Provided passage.
Sunday, January 20, 2013

Sheer Braverism

I was on Facebook last night as always, and I came across a story. I am the type of person who is a sucker for the sad stories about pets or just plain amazing stories about war heros. Cassie laughs at me constantly saying most of them are not true, but hey, someone did a really good job with their fancy fiction skills. Real or not, most of them make me cry.

Sometimes I hit the like button for things just because I feel like someone put some effort into making the post. I saw one where someone said like if you can see Him. It was a picture of some clouds with the sun coming through and it had an outline of Jesus in it. Destiny and Kim thought it was hilarious and asked me why I liked it and I said, "Sometimes I just feel like I should like at least one Jesus post. I mean someone out there worked really hard to photoshop Jesus into those clouds."

Yes, I have a problem. The ones I really can't stand are the ones that are like keep scrolling if you love Satan or like if you love Jesus. You know the ones I am talking about. The ones where Satan is redder than a stop sign with those Jigsaw circles on his cheek. I personally do not think God is up there making tally marks every time we skip down the newsfeed. If it worked like that, I would have an express first class ticket to Hell along with everyone else on Facebook.

I came across a particular story last night that touched my heart. It takes place out in Huston, Texas at a diner. A waiter there refused service to a couple who moved to be further away from a boy and his family. The little boy has Down's Syndrome. The couple moved away from him for a reason unknown to me. Maybe he was being loud like my friend Sarah's daughter Kinley is whenever we go out or maybe he was just sitting there quietly enjoying his mac n cheese.

The waiter didn't think anything of the couple moving until he heard them say, "Special children need to be special somewhere else." A huge thumbs up to the waiter, he told them, "I am sorry, I can no longer serve you." Soon after the couple left. I am sure they had something to say to the patron of the good's manager, and I am sure it wasn't pretty.

Point-per-instance localization data
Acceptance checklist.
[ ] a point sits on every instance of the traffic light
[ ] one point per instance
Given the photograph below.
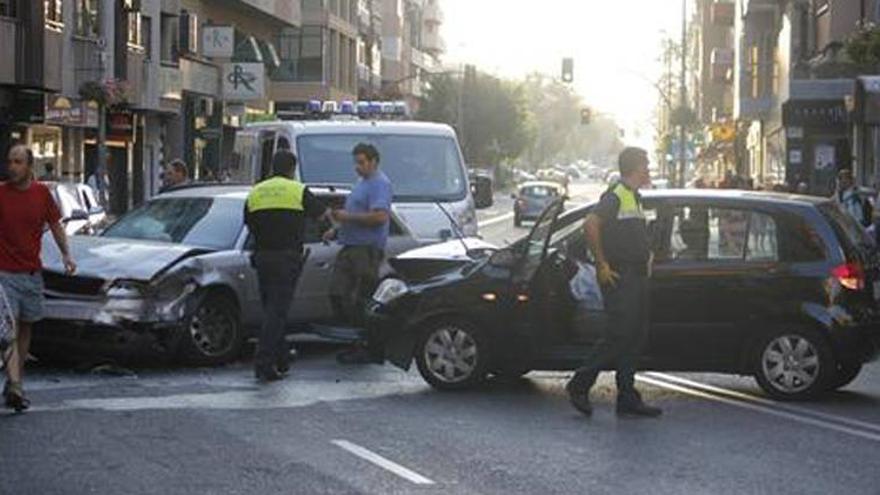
(568, 70)
(586, 116)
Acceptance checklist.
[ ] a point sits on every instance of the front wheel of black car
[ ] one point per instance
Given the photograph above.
(212, 333)
(794, 365)
(451, 355)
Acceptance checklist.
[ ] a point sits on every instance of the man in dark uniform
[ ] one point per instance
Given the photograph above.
(275, 214)
(618, 237)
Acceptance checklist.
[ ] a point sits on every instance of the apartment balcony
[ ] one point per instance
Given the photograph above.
(759, 7)
(433, 43)
(722, 64)
(723, 13)
(432, 14)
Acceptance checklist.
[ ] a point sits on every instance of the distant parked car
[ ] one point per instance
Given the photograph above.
(80, 213)
(532, 199)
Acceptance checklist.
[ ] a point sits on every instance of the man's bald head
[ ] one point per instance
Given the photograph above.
(21, 164)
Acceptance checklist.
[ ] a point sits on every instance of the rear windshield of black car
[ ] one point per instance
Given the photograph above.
(211, 223)
(850, 233)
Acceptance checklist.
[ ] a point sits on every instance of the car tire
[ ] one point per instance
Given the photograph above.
(796, 364)
(846, 374)
(212, 333)
(452, 355)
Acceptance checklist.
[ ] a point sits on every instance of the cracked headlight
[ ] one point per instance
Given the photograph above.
(127, 289)
(390, 290)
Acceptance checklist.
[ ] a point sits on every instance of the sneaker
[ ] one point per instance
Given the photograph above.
(638, 410)
(579, 396)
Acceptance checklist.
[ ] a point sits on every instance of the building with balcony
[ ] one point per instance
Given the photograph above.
(411, 47)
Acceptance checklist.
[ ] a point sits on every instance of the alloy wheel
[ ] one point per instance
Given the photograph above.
(451, 354)
(790, 363)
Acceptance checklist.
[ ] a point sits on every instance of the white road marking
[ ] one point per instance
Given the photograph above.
(494, 220)
(382, 462)
(768, 402)
(772, 411)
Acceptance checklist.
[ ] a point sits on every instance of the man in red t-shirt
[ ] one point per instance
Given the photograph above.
(26, 206)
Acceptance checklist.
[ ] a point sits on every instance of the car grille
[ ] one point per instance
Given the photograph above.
(77, 286)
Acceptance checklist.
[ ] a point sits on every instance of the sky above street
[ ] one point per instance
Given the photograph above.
(615, 44)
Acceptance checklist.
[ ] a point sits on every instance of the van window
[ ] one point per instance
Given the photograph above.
(421, 168)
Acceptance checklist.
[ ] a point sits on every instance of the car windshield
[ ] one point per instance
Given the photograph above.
(540, 192)
(202, 222)
(421, 168)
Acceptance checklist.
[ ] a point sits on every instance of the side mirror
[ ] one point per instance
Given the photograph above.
(503, 259)
(78, 215)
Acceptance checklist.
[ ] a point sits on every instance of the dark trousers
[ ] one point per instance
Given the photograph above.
(625, 335)
(278, 273)
(355, 277)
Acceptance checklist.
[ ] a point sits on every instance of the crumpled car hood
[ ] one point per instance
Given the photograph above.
(112, 259)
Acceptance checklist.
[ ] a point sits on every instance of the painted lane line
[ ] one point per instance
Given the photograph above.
(494, 220)
(855, 423)
(761, 409)
(382, 462)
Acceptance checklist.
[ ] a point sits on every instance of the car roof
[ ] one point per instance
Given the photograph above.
(539, 183)
(237, 191)
(315, 127)
(757, 197)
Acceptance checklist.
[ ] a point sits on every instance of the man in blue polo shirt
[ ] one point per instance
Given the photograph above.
(363, 227)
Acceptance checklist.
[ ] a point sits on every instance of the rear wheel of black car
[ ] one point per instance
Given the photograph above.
(451, 355)
(846, 374)
(212, 333)
(794, 364)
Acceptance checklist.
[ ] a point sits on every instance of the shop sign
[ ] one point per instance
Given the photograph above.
(244, 81)
(815, 113)
(218, 41)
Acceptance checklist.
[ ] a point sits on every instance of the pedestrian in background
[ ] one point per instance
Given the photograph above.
(847, 196)
(175, 174)
(618, 237)
(363, 227)
(26, 207)
(275, 213)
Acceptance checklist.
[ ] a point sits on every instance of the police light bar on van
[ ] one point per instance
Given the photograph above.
(329, 109)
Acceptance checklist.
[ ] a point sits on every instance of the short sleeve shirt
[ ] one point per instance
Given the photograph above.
(370, 194)
(23, 218)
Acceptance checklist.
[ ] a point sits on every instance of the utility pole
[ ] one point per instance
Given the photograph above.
(682, 131)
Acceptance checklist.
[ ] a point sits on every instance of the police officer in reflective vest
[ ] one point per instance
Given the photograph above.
(618, 237)
(275, 214)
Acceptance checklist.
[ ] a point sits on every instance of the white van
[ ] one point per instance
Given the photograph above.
(422, 160)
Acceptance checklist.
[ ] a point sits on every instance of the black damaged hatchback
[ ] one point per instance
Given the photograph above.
(779, 287)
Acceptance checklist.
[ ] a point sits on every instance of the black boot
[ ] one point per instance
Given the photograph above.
(579, 395)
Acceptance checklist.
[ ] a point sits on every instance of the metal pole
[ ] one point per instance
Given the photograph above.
(682, 132)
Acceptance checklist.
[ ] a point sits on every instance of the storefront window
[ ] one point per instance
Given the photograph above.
(54, 12)
(8, 8)
(301, 52)
(87, 18)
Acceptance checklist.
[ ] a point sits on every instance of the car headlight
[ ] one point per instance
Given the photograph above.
(127, 289)
(389, 290)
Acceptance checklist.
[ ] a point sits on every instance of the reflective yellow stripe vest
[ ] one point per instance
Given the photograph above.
(277, 193)
(629, 205)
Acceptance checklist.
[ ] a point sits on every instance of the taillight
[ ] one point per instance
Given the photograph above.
(849, 275)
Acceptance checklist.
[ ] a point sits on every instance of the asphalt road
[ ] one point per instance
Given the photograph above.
(378, 430)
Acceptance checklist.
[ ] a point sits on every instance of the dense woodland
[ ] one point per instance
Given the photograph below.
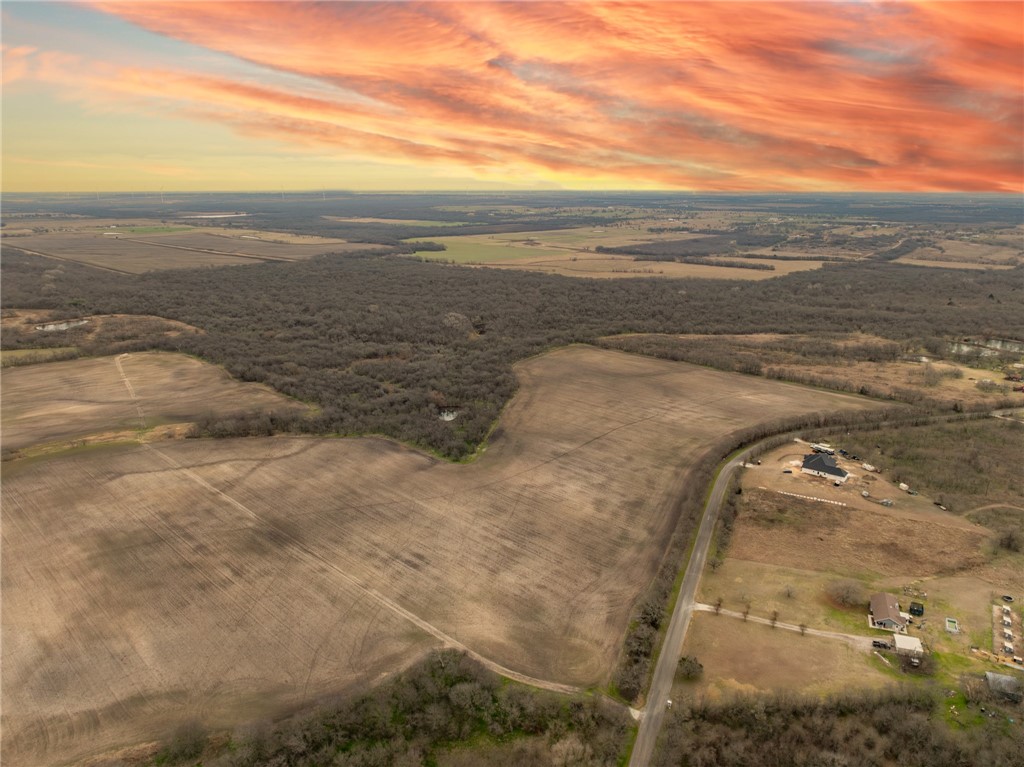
(383, 343)
(418, 718)
(856, 729)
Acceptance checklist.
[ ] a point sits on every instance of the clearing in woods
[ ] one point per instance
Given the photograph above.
(230, 580)
(60, 401)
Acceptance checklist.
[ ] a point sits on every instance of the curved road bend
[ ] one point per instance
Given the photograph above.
(665, 671)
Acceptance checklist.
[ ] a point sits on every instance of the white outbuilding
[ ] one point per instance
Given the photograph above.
(908, 645)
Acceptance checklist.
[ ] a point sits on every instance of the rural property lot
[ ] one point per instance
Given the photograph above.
(66, 400)
(161, 582)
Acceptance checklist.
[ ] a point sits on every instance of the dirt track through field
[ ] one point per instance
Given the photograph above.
(232, 580)
(376, 596)
(863, 643)
(131, 389)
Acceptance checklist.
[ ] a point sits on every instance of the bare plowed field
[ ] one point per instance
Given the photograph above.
(65, 400)
(146, 251)
(229, 580)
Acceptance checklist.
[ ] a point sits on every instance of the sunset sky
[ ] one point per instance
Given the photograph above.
(398, 95)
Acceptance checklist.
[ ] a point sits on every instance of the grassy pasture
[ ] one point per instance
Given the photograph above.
(396, 221)
(570, 252)
(231, 580)
(740, 656)
(784, 552)
(67, 400)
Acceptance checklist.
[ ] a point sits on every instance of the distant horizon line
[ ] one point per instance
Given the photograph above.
(687, 193)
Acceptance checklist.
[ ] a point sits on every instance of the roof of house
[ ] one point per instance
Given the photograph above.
(824, 464)
(885, 606)
(907, 643)
(1003, 683)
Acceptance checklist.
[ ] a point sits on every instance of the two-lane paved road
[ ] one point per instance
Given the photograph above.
(665, 671)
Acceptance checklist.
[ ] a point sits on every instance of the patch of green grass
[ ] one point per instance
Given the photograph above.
(472, 250)
(957, 714)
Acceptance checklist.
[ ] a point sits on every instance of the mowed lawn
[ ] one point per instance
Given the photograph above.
(230, 580)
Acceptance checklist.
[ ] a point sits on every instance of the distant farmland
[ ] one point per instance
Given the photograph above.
(572, 252)
(228, 580)
(146, 249)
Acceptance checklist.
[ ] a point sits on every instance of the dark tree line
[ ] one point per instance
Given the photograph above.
(855, 729)
(383, 344)
(445, 700)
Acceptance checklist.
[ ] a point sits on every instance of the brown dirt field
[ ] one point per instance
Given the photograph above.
(127, 326)
(742, 656)
(139, 252)
(71, 399)
(977, 253)
(888, 377)
(614, 268)
(937, 263)
(229, 580)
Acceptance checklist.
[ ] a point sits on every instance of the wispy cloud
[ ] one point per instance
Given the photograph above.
(702, 95)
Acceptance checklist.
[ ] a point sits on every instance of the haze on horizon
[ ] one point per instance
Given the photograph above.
(724, 96)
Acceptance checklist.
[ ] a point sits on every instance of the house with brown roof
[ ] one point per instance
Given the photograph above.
(820, 465)
(885, 613)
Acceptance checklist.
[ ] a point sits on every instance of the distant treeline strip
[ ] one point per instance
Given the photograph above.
(383, 344)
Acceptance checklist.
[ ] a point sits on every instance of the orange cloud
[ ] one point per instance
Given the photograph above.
(922, 96)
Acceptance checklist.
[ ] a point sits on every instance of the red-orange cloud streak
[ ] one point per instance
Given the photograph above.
(922, 96)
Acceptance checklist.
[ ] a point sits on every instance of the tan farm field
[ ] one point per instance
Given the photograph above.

Prompt A.
Translate this sentence from the blog post about Facebook stories into Spanish: "Real or not, most of them make me cry."
Prompt B.
In the blog post about Facebook stories, what did the waiter tell the couple?
Prompt C.
Carry the blog post about the diner waiter's story forward from its final sentence.

Written reply A.
Reales o no, la mayoría me hacen llorar.

Written reply B.
"I am sorry, I can no longer serve you."

Written reply C.
I worked as a waitress at Cracker Barrel for about two years, and I wanted to refuse service many times. Not to anything this extreme though. I probably would have lost my job if someone had asked to be moved away from a child with special needs for "cutting a beeotch." Maybe even arrested for public indecency or assault for purposely throwing their Coca Cola in their face. I am really not that extreme, but in my head, that's what I would have done.

I have experienced things like racism and down right rudeness. There is a particular family who Cracker Barrel has tried to ban from eating there many times because they have made every employee who has ever waited on them cry or have a serious breakdown in the meat freezer. The object of their rudeness is to get their meal for free, which is normally the outcome. I actually waited on them one time. I didn't cry but I thought seriously about quitting my job that day. The family is an African American family, a dad, a mom, and a sweet little girl. I still remember her order, chicken tenders with steak fries and extra barbeque sauce. Lord forbid that barbeque sauce not be on the child's plate when that food came to the table.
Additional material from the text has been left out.